** Start **

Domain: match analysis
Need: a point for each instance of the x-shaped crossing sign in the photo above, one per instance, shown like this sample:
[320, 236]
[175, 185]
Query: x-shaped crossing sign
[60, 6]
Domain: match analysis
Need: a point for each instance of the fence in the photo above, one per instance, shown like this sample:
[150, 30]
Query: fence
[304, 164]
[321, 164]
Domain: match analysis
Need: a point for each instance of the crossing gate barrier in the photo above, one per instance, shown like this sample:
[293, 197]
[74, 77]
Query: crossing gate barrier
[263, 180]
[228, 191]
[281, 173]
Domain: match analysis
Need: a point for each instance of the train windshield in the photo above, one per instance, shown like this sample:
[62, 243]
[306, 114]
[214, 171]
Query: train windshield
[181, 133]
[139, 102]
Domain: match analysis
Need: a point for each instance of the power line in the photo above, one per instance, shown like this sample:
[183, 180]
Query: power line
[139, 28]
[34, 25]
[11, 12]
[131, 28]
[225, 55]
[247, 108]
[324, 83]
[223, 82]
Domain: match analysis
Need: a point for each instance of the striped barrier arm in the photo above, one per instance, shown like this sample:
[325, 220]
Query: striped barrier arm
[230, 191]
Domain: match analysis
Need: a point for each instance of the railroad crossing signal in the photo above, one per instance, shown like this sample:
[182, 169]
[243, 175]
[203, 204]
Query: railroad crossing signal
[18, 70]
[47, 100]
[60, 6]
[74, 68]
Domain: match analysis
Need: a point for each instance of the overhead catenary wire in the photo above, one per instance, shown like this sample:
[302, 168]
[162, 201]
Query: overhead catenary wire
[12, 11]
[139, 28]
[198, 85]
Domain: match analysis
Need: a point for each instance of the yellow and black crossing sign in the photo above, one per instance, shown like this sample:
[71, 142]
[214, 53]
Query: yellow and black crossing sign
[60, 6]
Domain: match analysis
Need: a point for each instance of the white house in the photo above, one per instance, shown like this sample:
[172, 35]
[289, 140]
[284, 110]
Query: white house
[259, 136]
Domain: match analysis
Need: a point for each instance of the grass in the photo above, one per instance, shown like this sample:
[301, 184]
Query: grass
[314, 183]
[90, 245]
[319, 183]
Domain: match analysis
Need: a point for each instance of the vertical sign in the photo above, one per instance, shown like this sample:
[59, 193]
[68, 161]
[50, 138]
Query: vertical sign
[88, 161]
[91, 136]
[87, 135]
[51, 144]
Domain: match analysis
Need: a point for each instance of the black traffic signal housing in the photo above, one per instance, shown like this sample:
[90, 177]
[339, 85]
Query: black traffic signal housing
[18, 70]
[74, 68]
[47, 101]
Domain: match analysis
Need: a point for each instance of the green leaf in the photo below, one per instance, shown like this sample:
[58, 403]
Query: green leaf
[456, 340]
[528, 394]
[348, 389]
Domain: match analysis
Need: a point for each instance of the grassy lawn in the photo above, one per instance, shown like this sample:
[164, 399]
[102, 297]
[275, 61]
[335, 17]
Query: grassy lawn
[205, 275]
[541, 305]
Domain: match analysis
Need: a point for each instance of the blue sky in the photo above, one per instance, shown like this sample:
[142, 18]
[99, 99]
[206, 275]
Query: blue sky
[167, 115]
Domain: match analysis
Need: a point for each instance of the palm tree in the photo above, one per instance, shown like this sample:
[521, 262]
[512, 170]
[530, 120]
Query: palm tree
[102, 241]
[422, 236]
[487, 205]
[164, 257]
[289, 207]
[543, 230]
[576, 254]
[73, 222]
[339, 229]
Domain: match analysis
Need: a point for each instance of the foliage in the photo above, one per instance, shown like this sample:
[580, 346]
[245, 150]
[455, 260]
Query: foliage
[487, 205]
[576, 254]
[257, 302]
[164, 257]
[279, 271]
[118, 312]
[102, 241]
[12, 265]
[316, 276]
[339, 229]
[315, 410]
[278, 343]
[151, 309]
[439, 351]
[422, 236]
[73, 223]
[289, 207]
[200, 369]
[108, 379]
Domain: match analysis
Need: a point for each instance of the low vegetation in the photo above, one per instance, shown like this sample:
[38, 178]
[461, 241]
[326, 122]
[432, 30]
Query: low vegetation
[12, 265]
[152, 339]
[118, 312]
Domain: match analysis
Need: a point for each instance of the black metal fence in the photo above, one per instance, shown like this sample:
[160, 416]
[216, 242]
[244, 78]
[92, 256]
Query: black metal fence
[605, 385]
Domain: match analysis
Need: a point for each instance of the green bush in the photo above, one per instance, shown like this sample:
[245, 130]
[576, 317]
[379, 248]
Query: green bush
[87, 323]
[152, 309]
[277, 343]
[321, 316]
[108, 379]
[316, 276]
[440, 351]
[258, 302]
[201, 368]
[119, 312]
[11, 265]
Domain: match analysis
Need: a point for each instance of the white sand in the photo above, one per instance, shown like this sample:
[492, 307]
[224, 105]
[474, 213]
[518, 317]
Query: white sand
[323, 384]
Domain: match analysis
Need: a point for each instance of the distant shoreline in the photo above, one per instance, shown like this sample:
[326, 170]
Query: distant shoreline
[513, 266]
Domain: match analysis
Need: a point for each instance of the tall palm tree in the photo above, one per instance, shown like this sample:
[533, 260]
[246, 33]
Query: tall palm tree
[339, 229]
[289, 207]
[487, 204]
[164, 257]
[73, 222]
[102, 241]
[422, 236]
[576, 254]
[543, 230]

** End **

(What this task involves):
Return every line of the entries above that contains the string "windshield". Case counts.

(Correct output):
Need: a point for each instance of the train windshield in the photo above, one per instance, shown like this sample:
Query: train windshield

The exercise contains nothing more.